* START *
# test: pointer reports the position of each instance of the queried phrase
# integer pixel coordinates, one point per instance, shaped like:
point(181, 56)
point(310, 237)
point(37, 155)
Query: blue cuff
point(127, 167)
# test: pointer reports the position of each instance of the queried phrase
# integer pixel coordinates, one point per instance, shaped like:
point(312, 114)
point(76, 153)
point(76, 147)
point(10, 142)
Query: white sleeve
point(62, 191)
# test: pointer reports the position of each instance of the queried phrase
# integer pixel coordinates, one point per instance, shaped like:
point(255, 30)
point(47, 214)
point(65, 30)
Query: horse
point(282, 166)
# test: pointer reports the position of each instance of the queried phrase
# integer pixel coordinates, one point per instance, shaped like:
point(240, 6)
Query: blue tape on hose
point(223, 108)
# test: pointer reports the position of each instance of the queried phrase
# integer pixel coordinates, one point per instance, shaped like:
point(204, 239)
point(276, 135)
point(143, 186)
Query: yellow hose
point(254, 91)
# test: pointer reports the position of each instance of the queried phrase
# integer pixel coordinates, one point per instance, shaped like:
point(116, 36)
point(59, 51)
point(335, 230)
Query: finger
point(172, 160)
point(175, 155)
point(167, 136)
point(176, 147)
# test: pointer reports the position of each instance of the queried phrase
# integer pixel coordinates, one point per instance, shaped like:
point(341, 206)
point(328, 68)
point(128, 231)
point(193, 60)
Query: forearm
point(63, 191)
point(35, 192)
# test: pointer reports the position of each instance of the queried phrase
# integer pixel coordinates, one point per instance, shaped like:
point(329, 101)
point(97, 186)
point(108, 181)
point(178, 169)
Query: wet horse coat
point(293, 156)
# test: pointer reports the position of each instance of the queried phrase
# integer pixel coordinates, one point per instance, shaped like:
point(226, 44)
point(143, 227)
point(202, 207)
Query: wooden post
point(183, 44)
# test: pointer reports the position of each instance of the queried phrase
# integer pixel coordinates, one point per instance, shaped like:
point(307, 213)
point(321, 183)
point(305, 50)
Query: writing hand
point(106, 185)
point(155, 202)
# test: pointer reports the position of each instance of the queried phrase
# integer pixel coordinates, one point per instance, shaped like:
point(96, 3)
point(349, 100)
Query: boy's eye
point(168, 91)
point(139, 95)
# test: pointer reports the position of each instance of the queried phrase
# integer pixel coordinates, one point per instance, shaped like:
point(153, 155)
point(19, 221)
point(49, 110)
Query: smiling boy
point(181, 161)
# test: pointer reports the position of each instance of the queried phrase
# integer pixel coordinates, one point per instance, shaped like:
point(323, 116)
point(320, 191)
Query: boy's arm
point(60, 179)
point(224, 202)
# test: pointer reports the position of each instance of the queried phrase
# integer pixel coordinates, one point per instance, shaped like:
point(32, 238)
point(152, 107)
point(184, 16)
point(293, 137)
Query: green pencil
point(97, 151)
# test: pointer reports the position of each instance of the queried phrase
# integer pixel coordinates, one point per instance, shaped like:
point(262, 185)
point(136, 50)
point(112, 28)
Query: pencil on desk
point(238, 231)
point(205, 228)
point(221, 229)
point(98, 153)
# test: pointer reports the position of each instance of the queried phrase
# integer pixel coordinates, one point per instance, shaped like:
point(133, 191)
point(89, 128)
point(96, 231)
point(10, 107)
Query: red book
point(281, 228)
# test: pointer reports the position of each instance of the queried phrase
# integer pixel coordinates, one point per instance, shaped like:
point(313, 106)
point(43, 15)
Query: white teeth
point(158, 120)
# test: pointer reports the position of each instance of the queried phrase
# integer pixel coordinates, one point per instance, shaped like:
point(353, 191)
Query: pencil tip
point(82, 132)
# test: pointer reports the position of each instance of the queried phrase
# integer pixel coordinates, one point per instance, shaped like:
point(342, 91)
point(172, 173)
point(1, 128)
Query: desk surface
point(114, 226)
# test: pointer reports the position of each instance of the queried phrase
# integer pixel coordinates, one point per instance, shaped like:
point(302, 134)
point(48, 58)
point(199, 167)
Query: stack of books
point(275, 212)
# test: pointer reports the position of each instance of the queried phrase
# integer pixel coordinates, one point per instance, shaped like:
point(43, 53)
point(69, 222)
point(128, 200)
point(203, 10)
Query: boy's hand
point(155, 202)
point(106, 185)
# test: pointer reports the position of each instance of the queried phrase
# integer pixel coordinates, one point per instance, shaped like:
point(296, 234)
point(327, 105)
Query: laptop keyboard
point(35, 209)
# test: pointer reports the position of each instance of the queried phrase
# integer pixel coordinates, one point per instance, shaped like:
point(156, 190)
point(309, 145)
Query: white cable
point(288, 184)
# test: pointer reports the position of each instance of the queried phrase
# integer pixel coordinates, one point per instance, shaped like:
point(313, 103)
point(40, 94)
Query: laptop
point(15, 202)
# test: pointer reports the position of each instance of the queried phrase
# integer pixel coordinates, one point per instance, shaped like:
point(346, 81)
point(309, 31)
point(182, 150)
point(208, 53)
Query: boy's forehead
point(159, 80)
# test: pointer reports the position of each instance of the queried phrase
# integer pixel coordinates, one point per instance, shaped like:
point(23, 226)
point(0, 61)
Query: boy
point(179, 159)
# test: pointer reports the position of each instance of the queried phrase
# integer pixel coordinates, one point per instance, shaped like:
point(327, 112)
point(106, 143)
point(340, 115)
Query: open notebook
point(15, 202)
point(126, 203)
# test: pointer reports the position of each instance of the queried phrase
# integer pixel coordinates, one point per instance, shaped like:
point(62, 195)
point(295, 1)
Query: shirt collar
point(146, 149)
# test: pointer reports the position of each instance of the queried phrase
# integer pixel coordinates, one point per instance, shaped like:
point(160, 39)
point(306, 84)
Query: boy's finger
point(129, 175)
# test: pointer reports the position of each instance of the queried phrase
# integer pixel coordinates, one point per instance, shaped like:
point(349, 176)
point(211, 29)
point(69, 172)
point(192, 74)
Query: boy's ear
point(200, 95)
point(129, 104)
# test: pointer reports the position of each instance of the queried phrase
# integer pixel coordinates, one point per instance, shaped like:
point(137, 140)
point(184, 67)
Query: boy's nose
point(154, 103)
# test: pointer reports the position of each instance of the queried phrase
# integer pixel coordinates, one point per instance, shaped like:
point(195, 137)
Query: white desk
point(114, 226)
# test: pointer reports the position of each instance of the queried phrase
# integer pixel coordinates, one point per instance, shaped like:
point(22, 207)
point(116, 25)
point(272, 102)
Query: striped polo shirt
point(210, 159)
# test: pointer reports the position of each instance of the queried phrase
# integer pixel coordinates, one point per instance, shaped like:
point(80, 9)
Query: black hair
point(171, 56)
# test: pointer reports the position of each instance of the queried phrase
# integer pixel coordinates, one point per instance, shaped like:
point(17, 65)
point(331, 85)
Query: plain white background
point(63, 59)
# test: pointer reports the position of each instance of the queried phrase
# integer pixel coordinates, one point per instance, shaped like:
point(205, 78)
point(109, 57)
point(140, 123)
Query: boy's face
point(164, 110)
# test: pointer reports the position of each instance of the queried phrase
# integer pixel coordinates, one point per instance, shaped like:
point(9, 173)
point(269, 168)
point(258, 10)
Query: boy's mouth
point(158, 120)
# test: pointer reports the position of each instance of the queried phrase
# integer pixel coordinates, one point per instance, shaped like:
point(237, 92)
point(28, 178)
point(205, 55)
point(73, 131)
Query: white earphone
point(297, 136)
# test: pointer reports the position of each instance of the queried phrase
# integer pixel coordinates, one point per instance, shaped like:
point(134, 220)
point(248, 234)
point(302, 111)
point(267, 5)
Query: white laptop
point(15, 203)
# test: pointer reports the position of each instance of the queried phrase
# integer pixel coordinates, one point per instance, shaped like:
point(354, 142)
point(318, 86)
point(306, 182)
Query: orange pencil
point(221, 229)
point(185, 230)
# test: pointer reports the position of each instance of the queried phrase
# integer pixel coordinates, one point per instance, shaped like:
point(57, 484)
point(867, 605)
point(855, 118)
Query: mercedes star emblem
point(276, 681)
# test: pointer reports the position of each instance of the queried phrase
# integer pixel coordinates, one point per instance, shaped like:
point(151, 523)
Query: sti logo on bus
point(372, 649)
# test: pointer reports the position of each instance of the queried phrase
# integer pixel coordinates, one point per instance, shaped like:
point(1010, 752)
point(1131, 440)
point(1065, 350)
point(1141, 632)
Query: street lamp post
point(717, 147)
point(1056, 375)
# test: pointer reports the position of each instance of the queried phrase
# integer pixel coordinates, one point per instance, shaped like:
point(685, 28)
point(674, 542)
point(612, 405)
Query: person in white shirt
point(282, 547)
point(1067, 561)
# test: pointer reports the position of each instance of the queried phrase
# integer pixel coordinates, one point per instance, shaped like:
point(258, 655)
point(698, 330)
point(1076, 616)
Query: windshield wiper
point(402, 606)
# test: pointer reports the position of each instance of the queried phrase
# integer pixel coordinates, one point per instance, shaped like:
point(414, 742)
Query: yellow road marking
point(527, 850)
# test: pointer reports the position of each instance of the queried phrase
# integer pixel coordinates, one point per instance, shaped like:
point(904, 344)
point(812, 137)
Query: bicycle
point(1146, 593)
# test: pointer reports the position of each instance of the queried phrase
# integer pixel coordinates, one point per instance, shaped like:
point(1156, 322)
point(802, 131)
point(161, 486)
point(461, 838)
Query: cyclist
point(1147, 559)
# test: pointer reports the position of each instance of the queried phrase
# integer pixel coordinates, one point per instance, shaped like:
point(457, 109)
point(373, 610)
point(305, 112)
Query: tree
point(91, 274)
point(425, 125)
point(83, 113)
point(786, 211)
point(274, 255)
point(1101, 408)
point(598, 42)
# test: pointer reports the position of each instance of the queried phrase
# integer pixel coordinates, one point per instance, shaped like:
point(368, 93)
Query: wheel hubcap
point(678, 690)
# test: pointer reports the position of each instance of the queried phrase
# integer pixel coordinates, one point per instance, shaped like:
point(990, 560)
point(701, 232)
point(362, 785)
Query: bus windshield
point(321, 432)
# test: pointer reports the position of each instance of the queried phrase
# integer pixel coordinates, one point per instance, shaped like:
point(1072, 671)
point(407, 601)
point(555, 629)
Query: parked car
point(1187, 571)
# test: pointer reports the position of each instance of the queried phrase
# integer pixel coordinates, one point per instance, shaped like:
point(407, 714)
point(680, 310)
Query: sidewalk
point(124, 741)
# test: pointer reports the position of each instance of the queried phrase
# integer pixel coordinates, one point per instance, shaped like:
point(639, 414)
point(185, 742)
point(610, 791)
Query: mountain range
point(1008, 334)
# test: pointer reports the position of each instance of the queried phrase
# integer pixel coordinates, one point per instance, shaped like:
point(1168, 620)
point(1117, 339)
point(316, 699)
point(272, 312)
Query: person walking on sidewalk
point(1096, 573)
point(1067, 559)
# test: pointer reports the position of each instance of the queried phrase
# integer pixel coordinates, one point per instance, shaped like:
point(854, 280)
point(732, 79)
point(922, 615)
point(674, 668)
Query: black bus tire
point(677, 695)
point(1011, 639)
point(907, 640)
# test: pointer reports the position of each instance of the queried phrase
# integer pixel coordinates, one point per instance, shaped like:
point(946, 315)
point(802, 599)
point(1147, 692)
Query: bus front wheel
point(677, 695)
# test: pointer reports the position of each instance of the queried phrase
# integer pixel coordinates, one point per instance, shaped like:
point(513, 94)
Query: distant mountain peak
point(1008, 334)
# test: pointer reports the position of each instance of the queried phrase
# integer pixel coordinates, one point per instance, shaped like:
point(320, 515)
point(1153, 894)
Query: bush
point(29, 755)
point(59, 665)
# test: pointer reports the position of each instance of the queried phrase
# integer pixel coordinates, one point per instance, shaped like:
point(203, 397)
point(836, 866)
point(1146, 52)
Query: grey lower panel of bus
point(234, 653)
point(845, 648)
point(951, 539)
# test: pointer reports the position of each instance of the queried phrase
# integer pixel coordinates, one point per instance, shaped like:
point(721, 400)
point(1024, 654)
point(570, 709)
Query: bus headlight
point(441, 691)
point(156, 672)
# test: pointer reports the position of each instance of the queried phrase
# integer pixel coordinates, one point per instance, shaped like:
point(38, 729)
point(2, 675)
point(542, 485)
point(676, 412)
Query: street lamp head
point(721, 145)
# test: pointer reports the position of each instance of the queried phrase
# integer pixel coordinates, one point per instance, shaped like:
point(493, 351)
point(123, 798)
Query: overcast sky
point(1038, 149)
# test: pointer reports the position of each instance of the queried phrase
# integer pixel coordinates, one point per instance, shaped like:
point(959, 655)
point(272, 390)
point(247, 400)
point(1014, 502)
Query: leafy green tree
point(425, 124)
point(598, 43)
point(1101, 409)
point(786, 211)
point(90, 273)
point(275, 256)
* END *
• EXERCISE:
Starting from the first line and stopping after the line that contains "point(62, 191)", write those lines out again with "gray glove" substituted for "white sleeve". Change nothing else.

• FINAL ANSWER:
# test: pointer reports the position of each instance of the queried phrase
# integer pixel coordinates, one point per instance, shaped like:
point(181, 56)
point(310, 237)
point(37, 155)
Query: blue cuff
point(127, 167)
# test: pointer reports the position of each instance of the queried phrase
# integer pixel coordinates, one point per instance, shaped like:
point(312, 114)
point(76, 153)
point(76, 147)
point(10, 142)
Query: gray glove
point(62, 191)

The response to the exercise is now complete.